*** Opening of Page excerpt ***

Open JDHarlingLee opened 5 years ago
Hi,
Did you have any chance to figure out this issue? I can't find any explanation about what these variations are from anywhere. I compared the sequences between some of the genes from my Roary result and their variations using local BLAST, and some of them are quite similar to their variations (>98% identity) while there are also ones that are different (no hits). So it's a mystery for now unless the developers answer the question but it seems they have been away from Roary as I can see there are many questions that are not answered for a couple of years.
I think this is related to paralogs and synteny. Any gen that is named with an underscore will be a paralog (or technically an ortholog) splitted in another COG (each COG named as _1, _2, etc) due to synteny. You can found out more here: https://github.com/sanger-pathogens/Roary/issues/357#issuecomment-361881353
@djung0928 Time ago developers decide to move from Roary to the new tool Panaroo (https://github.com/gtonkinhill/panaroo) and this is why you will find this message "PLEASE NOTE: we currently do not have the resources to provide support for Roary, so please do not expect a reply if you flag any issue" in the README section.
Hi,
Quick query on how Roary assigns names to each cluster. I notice that in my analysis (default settings), I get a number of clusters named as the same gene in slight variations - e.g. 'mecA', 'mecA_1', 'group628' (mecA), 'group629' (mecA_1). I understand the splitting paralogs function (which is a very useful tool!), but don't quite understand the difference between, say, mecA_1 and group628 (mecA), as to why one as been assigned the underscore, and another the 'group' and then a non-unique name.
Any advice/information anyone can give would be much appreciated. Many thanks.

*** Close of Page excerpt ***
*** Opening of Given information ***

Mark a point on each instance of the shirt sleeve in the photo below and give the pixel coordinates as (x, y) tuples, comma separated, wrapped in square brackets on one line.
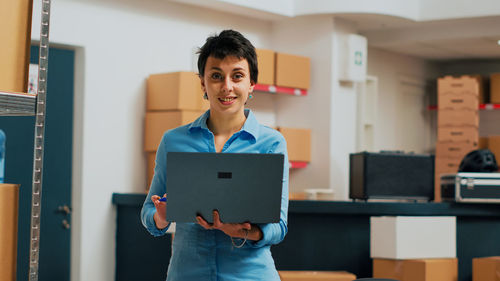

*** Close of Given information ***

* Work request
Return the stretch of the Roary forum thread from "I think this" through "the README section.", word for word.

* Output of the exercise
I think this is related to paralogs and synteny. Any gen that is named with an underscore will be a paralog (or technically an ortholog) splitted in another COG (each COG named as _1, _2, etc) due to synteny. You can found out more here: https://github.com/sanger-pathogens/Roary/issues/357#issuecomment-361881353
@djung0928 Time ago developers decide to move from Roary to the new tool Panaroo (https://github.com/gtonkinhill/panaroo) and this is why you will find this message "PLEASE NOTE: we currently do not have the resources to provide support for Roary, so please do not expect a reply if you flag any issue" in the README section.